TASK INPUTS:
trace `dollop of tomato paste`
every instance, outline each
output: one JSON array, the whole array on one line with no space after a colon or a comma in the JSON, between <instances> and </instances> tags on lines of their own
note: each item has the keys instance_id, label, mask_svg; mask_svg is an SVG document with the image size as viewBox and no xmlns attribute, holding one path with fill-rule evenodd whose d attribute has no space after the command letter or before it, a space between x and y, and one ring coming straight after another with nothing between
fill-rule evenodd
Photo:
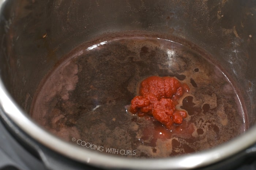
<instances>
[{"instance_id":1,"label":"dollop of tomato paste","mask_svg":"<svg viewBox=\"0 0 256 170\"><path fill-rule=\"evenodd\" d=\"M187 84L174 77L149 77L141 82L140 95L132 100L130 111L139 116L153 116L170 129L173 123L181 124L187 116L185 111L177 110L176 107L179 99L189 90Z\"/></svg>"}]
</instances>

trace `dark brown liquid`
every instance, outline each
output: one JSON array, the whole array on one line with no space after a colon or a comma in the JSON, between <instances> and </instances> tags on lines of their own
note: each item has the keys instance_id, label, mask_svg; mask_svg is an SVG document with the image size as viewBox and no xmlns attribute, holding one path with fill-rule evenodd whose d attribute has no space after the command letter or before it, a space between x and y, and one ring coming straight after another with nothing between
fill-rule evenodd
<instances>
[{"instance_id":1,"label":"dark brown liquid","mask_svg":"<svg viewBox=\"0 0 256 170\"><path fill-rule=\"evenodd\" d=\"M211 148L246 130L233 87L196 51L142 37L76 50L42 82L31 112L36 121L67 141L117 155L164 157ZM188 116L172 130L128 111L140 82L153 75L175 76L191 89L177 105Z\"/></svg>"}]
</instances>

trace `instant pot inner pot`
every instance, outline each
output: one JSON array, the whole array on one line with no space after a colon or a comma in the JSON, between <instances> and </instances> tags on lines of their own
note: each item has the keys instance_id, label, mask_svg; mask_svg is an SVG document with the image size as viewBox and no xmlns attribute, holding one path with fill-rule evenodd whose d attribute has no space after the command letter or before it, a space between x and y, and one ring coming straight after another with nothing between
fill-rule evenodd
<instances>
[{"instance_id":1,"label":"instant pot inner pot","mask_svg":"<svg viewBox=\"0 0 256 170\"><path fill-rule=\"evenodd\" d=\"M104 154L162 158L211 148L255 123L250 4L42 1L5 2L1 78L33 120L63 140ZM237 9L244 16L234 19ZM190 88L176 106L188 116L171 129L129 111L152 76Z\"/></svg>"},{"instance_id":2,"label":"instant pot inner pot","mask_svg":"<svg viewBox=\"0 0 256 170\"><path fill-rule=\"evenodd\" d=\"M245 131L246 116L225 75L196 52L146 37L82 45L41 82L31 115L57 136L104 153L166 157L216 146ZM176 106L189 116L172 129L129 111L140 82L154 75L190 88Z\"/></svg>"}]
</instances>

SHORT PROBLEM: Return the entries unchanged, save for the pictures, which do not belong in the copy.

EXERCISE SOLUTION:
trace `dollop of tomato paste`
every instance, outline each
output: one JSON array, the whole array on one line with no space after a colon or a comma in the JSON, between <instances> and </instances> tags on lines of their own
note: each item has the keys instance_id, label, mask_svg; mask_svg is an SVG document with the image size as viewBox and no xmlns attribute, holding one path with fill-rule evenodd whose d attribute has no space after the command letter or before it, a space between x and y, and one ring coming straight after another with nothing between
fill-rule evenodd
Photo:
<instances>
[{"instance_id":1,"label":"dollop of tomato paste","mask_svg":"<svg viewBox=\"0 0 256 170\"><path fill-rule=\"evenodd\" d=\"M187 84L174 77L149 77L141 82L140 95L132 100L130 111L139 116L153 116L170 129L173 123L181 124L187 116L185 111L177 110L176 107L179 99L189 90Z\"/></svg>"}]
</instances>

trace `dark brown liquid`
every instance, outline each
output: one JSON array, the whole array on one line with no space after a colon or a comma in the JSON, between <instances> and </instances> tags on lines of their own
note: each item has the keys instance_id, label, mask_svg; mask_svg is an SVG document with the image size as viewBox and no xmlns attribute, holding one path with fill-rule evenodd whose d attribute has no space after the command letter or before it, a space between x and y, and one ring coming straight after another with nothing between
fill-rule evenodd
<instances>
[{"instance_id":1,"label":"dark brown liquid","mask_svg":"<svg viewBox=\"0 0 256 170\"><path fill-rule=\"evenodd\" d=\"M211 148L246 130L233 87L196 51L142 37L76 50L42 82L31 112L36 121L67 141L117 155L164 157ZM188 116L172 130L128 111L140 82L153 75L175 76L191 89L177 105Z\"/></svg>"}]
</instances>

trace `instant pot inner pot`
every instance, outline each
output: one JSON array, the whole array on one line with no space after a colon or a comma in the JSON, between <instances> and </instances> tags on lines of their own
note: each item has the keys instance_id, label, mask_svg; mask_svg is an SVG document with the image size as viewBox and no xmlns attribute, holding one path with fill-rule evenodd whose d attribute has no space after the command letter or before it, a space between x and y, and one ring coming straight after another with nothing between
fill-rule evenodd
<instances>
[{"instance_id":1,"label":"instant pot inner pot","mask_svg":"<svg viewBox=\"0 0 256 170\"><path fill-rule=\"evenodd\" d=\"M104 154L162 158L211 148L255 123L250 4L42 1L5 2L1 78L33 120L63 140ZM237 9L244 16L234 19ZM190 88L176 106L188 116L171 129L129 111L152 76Z\"/></svg>"},{"instance_id":2,"label":"instant pot inner pot","mask_svg":"<svg viewBox=\"0 0 256 170\"><path fill-rule=\"evenodd\" d=\"M245 131L246 116L225 75L196 52L146 37L82 45L41 82L31 115L57 136L104 153L166 157L216 146ZM176 106L189 116L172 129L129 111L140 82L154 75L190 88Z\"/></svg>"}]
</instances>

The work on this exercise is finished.